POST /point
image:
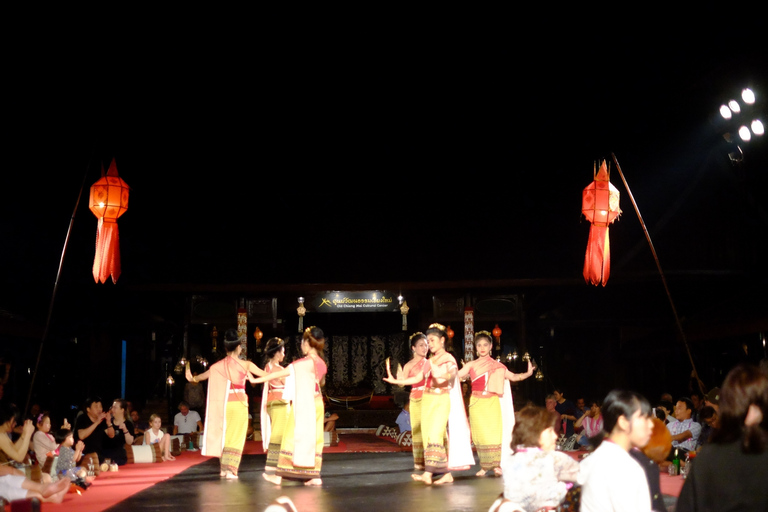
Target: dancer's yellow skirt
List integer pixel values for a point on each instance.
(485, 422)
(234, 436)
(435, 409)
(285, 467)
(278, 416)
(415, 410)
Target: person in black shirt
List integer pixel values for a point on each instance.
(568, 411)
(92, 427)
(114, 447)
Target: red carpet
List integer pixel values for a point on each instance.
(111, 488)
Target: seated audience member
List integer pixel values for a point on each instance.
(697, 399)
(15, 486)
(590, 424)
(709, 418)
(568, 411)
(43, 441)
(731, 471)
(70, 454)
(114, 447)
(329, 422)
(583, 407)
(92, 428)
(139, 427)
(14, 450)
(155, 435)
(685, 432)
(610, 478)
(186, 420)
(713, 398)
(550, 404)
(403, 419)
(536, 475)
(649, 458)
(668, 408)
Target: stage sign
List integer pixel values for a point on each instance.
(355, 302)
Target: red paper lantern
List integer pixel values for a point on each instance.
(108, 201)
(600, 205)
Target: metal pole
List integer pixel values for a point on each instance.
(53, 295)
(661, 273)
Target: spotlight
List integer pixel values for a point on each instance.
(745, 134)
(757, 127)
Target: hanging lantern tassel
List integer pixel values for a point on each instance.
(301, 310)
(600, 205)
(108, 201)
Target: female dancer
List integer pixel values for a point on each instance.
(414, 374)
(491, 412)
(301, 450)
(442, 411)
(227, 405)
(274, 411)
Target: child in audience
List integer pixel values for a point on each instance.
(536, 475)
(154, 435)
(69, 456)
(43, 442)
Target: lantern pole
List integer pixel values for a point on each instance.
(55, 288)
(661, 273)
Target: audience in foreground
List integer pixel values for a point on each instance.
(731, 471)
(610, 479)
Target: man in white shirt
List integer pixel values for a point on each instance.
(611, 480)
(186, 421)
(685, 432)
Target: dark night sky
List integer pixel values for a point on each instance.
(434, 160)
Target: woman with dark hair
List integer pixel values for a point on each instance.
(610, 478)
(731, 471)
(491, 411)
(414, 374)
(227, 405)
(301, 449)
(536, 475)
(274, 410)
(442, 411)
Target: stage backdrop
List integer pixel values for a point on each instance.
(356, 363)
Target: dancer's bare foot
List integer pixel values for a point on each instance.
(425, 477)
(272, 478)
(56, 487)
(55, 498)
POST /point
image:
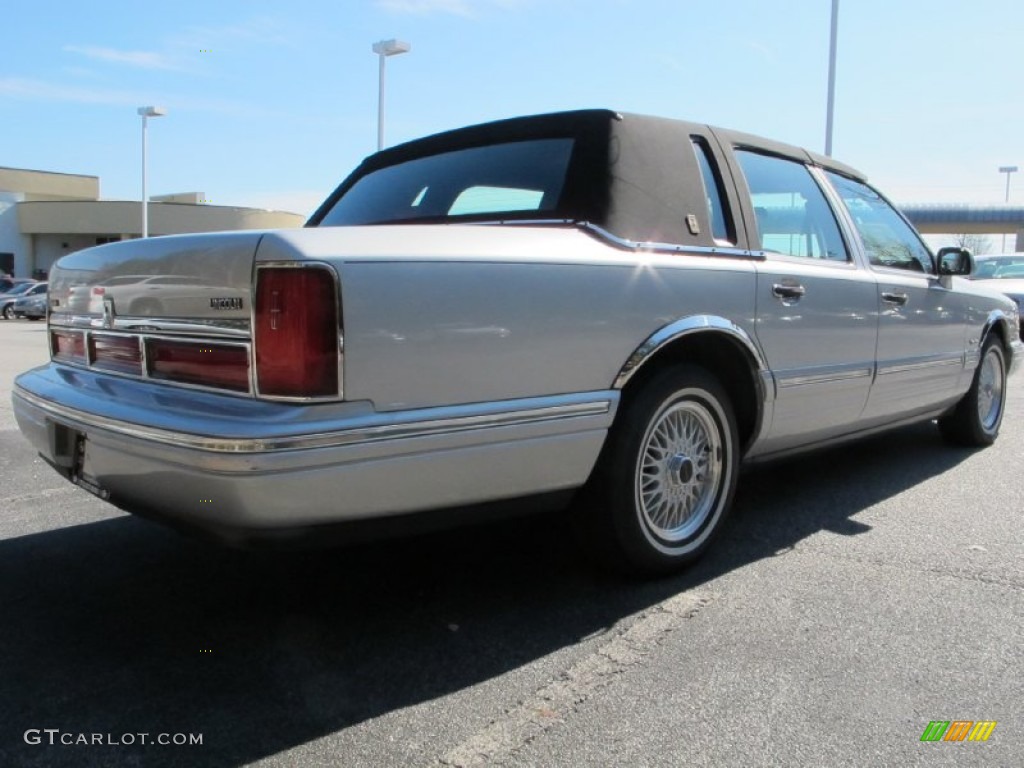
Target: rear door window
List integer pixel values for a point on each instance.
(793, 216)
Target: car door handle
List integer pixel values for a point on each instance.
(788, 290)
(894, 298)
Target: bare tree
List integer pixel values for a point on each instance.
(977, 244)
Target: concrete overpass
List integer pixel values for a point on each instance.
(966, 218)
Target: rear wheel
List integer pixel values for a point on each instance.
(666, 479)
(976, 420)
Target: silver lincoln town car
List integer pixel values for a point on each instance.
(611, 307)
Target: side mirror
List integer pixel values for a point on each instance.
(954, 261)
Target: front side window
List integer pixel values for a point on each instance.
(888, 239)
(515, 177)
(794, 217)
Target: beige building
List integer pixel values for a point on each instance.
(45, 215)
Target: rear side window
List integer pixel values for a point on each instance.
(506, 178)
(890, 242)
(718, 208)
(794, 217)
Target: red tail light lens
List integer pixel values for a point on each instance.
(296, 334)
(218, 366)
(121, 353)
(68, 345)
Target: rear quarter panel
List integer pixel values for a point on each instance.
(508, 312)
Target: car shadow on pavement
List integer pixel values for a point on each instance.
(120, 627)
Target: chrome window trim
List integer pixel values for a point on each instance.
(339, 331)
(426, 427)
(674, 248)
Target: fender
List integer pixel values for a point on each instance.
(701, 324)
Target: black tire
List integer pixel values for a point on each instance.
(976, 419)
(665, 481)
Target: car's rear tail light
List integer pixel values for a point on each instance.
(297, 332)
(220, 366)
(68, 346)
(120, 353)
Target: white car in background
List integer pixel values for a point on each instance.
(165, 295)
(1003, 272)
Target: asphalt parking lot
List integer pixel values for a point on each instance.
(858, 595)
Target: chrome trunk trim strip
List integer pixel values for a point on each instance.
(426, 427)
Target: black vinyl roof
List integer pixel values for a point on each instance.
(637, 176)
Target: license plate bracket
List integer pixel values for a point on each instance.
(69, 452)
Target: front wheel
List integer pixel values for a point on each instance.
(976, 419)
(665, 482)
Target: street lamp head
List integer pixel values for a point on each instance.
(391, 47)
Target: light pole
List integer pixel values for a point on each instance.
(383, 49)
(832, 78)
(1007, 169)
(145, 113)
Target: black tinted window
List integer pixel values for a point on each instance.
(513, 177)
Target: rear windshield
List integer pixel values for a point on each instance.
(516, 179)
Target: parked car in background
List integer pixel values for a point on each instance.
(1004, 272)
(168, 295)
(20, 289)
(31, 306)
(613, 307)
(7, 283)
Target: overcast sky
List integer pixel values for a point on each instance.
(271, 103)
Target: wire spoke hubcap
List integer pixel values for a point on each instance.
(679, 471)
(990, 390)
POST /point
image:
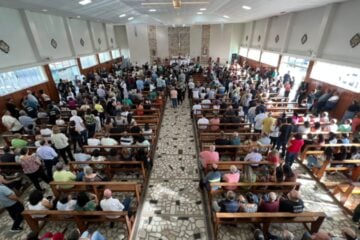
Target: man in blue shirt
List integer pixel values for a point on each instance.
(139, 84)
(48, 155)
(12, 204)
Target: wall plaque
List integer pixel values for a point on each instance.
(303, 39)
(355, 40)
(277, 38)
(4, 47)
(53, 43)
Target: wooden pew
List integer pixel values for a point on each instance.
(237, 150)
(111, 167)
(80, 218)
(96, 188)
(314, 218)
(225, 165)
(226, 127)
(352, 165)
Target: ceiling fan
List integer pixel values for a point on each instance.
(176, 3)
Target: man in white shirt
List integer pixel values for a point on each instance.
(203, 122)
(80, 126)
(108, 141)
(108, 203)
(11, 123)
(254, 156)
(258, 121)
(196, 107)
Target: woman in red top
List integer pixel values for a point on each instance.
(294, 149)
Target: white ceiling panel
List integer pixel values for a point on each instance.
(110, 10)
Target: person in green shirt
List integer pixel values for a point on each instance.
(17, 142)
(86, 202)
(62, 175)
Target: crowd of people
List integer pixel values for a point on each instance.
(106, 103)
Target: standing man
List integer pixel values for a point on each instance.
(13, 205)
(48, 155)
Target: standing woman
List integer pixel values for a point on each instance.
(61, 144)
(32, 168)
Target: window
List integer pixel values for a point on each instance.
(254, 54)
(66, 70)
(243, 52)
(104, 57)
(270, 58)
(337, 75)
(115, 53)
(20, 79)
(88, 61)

----------------

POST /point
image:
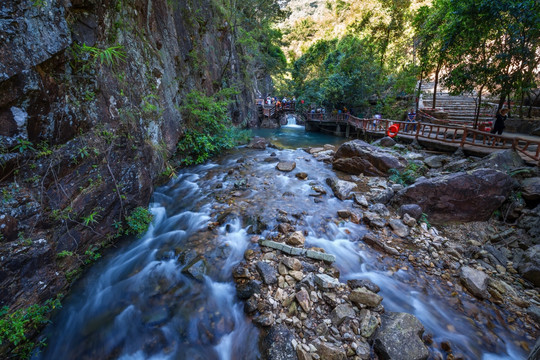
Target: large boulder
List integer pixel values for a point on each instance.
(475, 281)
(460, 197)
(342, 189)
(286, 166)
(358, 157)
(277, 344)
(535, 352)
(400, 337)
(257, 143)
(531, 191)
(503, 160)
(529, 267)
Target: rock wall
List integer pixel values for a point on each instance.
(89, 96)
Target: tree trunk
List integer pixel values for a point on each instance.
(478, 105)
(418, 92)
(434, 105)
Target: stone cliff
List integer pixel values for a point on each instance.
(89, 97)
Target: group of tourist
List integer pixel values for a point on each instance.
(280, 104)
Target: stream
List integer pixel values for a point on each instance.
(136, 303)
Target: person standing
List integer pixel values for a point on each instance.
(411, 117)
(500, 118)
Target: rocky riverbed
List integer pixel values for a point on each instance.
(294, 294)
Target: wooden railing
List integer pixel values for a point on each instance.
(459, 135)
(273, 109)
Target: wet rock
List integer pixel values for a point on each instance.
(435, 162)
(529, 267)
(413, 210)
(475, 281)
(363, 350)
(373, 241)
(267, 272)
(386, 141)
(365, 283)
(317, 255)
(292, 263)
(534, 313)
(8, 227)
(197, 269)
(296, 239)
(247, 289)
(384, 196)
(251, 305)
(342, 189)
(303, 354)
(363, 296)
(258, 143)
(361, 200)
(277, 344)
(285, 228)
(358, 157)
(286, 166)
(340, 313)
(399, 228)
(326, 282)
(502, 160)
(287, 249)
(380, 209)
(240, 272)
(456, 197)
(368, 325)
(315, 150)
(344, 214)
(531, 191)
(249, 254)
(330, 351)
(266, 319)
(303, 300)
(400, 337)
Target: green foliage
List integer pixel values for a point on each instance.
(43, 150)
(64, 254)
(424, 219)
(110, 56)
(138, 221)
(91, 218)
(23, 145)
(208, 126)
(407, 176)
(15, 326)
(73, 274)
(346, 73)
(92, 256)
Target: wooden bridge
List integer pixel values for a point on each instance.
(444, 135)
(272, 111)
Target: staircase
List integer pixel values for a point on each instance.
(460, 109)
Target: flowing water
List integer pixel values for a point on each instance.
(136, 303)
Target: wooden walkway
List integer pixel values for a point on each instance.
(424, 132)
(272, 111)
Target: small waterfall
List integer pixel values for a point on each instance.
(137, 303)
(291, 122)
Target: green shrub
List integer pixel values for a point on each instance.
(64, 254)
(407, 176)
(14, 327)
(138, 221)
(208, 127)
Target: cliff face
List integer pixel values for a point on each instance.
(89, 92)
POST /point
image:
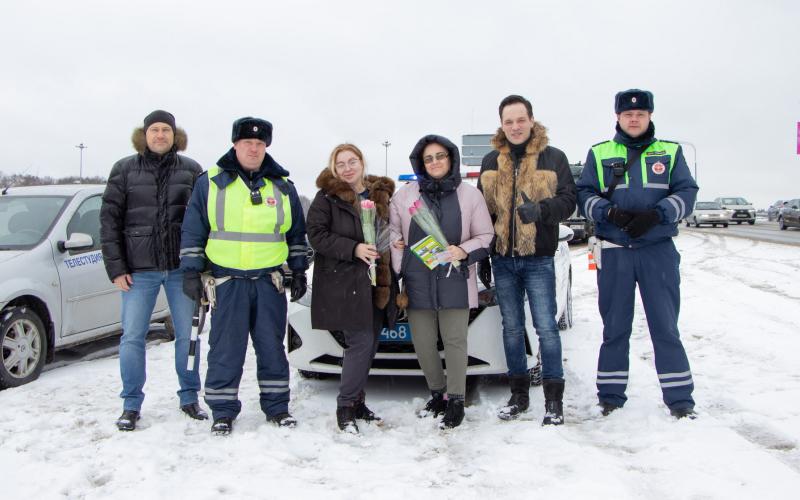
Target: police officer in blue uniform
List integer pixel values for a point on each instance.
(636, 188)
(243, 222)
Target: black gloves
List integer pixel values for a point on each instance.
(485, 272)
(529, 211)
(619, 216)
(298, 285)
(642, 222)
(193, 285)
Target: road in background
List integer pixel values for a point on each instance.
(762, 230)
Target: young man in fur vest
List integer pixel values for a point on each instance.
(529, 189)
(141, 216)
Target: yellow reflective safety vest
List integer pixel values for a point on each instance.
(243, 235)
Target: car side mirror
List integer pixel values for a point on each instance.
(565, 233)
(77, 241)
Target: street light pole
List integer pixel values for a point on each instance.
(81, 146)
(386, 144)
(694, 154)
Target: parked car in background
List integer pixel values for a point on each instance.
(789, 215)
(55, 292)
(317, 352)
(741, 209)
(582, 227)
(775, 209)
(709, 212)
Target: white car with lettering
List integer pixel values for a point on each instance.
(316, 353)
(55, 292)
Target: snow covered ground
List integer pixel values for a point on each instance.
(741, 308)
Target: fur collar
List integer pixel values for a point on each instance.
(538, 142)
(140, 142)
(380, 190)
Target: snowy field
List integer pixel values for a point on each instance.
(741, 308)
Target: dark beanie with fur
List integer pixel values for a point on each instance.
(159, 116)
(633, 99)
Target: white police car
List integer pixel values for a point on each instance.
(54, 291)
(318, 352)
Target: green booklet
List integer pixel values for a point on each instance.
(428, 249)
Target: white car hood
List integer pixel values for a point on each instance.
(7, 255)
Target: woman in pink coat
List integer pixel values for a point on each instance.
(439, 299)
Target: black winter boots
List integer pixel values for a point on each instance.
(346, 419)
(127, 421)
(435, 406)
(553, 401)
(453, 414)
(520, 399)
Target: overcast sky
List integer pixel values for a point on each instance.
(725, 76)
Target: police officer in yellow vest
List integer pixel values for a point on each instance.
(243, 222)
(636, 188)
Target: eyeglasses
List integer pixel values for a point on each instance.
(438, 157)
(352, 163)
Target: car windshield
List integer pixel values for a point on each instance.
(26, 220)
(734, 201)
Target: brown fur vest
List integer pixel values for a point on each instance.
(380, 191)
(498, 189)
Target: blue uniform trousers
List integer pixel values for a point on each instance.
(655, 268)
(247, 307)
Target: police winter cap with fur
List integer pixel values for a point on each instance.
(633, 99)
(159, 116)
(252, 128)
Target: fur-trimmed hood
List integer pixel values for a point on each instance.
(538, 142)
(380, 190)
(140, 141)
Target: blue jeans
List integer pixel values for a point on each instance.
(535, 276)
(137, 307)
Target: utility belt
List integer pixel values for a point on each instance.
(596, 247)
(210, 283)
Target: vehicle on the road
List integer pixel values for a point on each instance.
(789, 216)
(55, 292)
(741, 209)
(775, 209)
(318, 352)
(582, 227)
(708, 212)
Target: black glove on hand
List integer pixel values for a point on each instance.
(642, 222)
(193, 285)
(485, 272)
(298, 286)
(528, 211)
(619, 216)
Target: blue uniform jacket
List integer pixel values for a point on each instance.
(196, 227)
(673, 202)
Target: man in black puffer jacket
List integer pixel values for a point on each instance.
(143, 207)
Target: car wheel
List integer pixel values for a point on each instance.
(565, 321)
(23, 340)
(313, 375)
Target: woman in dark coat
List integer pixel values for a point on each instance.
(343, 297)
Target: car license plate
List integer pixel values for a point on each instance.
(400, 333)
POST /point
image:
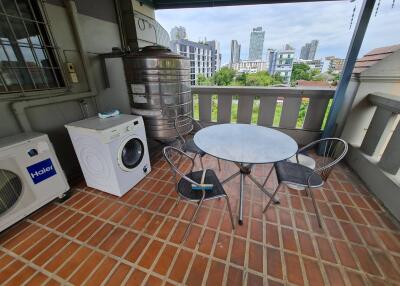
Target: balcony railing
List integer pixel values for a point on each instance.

----------------

**Prompt**
List each line of the records that holds the string "panel".

**Expected output**
Target: rear quarter panel
Target: white ceiling panel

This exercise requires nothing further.